%%

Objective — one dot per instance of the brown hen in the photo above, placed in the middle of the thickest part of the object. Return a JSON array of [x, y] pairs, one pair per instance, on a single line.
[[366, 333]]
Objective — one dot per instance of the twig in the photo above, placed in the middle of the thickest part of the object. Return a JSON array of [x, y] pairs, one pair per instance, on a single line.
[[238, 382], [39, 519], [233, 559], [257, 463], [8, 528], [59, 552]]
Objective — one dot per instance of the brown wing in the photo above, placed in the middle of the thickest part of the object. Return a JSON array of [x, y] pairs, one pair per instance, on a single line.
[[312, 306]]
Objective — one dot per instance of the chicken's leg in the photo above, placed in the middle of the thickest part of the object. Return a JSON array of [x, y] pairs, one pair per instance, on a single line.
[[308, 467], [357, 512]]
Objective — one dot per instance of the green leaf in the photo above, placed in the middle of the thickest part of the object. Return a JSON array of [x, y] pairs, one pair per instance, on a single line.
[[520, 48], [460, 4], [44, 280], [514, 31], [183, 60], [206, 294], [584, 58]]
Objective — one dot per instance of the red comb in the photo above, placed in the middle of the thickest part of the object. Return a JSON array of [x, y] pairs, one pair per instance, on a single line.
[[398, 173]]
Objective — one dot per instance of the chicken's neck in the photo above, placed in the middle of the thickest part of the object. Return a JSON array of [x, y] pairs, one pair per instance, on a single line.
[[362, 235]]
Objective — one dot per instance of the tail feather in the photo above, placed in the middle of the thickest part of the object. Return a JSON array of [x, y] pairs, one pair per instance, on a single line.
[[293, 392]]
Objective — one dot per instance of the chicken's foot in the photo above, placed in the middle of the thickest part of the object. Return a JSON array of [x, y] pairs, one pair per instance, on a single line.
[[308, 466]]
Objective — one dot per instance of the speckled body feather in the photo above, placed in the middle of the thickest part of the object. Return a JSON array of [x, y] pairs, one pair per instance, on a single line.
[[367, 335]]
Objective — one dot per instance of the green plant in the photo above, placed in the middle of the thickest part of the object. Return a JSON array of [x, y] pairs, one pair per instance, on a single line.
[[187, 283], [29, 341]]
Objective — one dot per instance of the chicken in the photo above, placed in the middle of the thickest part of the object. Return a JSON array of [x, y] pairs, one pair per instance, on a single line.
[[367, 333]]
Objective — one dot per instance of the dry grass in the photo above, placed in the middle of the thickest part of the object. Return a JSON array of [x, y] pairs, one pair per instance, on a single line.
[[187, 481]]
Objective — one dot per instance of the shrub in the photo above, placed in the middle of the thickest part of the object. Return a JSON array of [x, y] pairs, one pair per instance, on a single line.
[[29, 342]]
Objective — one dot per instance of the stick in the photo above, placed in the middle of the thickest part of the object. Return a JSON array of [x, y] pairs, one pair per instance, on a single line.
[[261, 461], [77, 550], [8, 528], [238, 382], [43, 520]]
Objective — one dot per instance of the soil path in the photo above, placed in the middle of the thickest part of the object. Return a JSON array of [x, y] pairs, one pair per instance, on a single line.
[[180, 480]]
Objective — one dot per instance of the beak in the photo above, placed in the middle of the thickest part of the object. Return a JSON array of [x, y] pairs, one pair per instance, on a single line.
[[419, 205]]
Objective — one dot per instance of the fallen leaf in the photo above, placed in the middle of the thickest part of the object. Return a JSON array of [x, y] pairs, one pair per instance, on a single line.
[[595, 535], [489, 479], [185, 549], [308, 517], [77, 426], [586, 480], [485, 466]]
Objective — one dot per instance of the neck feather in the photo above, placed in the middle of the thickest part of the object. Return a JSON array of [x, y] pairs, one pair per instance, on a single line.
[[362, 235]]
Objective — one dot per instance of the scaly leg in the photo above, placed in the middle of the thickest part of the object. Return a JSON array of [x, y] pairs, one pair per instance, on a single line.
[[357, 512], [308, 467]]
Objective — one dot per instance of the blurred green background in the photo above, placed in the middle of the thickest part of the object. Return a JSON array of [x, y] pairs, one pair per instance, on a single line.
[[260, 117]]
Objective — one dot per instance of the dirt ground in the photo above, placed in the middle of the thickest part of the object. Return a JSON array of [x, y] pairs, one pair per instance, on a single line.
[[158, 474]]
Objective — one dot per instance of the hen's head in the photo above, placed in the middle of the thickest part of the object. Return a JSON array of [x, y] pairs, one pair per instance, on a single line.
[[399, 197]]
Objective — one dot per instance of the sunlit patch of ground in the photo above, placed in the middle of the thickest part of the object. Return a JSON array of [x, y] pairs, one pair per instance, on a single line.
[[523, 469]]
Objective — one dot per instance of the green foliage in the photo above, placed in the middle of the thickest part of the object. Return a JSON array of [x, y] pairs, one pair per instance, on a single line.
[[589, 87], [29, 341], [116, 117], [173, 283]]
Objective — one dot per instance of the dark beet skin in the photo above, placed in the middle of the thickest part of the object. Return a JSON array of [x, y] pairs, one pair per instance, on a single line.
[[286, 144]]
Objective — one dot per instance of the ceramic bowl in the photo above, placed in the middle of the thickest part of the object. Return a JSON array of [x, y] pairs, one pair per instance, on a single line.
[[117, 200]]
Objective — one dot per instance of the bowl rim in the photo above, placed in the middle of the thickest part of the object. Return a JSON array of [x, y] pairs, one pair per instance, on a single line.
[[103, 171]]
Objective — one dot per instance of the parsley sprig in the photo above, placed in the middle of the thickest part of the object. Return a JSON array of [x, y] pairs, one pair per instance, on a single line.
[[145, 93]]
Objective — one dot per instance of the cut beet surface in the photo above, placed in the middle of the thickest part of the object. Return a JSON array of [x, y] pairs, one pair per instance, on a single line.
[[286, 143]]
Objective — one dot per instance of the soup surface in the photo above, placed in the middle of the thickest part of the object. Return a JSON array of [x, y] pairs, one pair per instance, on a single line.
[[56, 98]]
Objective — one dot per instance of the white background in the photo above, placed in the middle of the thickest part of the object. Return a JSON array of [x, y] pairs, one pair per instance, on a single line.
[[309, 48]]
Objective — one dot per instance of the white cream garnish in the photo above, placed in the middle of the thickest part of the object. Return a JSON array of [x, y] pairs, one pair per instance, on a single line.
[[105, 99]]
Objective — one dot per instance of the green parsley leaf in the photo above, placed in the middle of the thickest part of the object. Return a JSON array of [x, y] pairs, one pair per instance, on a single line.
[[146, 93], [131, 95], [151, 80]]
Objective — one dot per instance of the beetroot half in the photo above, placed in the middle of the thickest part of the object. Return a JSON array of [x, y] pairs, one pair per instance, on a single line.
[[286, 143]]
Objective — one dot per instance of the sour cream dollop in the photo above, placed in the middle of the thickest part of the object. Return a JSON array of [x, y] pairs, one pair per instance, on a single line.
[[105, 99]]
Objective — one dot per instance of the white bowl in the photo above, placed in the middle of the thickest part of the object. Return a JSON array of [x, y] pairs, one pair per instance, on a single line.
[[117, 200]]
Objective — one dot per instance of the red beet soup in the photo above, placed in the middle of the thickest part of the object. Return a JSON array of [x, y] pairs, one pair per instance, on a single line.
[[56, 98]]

%%
%%

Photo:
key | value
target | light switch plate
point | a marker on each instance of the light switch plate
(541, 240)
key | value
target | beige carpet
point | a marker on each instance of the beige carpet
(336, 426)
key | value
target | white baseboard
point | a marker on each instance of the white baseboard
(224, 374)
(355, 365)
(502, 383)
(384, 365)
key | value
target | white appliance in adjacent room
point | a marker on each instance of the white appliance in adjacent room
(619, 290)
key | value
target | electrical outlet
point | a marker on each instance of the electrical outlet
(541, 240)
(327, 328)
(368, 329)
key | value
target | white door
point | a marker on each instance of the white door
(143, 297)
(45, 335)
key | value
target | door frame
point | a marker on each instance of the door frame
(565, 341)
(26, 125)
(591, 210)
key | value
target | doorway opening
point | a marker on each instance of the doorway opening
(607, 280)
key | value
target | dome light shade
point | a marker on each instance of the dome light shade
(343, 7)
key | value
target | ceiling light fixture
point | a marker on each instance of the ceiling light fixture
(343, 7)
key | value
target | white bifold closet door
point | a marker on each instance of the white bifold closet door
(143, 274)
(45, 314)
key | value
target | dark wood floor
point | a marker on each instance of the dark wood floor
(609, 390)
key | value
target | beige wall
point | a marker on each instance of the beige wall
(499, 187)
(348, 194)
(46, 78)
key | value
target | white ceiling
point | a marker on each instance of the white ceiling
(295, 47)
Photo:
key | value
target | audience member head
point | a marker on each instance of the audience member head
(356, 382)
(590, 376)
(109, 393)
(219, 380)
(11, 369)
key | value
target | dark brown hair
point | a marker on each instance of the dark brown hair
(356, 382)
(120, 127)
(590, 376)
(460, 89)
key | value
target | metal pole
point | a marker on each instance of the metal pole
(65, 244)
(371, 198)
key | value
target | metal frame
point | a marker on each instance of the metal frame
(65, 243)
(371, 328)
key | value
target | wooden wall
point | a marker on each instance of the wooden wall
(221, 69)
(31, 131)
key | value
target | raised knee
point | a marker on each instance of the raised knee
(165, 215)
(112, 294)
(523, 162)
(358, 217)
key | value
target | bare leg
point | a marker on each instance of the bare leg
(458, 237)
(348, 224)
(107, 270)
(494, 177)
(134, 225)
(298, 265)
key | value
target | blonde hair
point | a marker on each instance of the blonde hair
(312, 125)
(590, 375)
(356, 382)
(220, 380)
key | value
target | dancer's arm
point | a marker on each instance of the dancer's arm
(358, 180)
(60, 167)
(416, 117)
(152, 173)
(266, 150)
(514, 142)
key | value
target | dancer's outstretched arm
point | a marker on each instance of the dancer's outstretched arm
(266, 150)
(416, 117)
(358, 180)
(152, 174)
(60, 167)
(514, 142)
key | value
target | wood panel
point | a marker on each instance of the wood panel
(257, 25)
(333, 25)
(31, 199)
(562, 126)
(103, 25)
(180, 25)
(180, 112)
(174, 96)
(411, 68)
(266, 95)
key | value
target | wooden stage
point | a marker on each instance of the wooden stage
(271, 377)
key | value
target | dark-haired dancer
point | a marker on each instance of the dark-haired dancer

%%
%%

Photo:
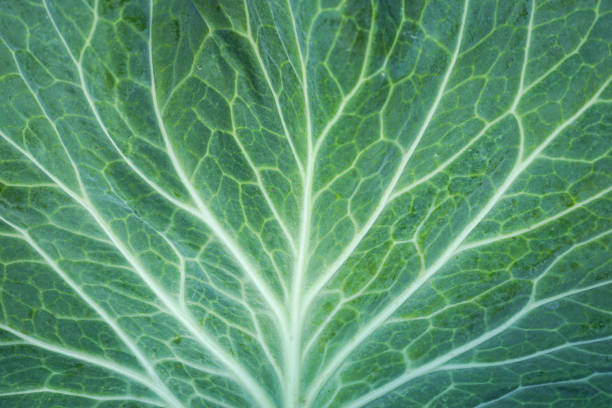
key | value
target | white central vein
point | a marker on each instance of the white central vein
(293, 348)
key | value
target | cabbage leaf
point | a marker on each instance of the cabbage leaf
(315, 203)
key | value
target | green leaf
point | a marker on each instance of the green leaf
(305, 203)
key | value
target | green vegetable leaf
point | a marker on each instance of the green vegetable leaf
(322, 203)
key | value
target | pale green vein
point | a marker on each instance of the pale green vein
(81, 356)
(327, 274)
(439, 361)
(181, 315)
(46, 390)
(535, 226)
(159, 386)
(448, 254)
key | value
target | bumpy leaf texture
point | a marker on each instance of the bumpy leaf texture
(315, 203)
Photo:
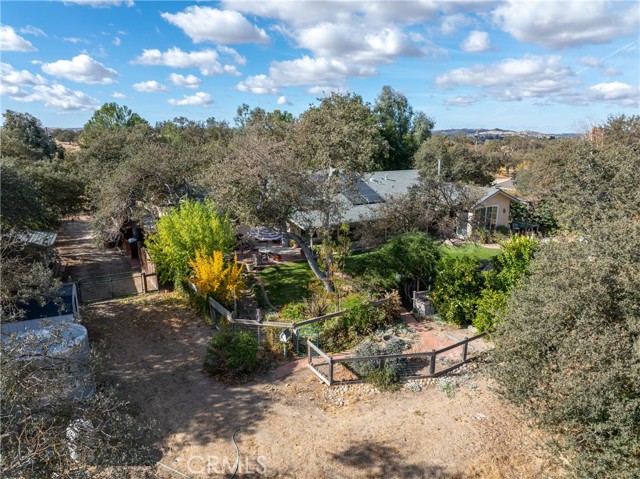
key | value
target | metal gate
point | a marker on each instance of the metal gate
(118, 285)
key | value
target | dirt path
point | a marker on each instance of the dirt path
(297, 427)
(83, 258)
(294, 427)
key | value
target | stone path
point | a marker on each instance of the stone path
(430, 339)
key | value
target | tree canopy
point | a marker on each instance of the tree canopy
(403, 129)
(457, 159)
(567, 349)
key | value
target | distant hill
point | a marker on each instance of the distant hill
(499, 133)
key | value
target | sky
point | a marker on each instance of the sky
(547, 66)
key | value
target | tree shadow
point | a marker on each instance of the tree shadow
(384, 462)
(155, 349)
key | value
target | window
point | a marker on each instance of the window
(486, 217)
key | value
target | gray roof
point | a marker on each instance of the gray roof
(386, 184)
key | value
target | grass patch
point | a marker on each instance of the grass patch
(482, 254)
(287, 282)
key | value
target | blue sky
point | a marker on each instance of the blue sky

%%

Would you output, from the records above, exactly the run of lines that starts at the line containing "target | grass patch" and ends at the line containing "point | a marker on each instance of the blue", and only that run?

target | grass patch
point | a marker on each instance of the grass patch
(482, 254)
(287, 282)
key | value
target | blue sky
point | a marker on each instance of the blue sky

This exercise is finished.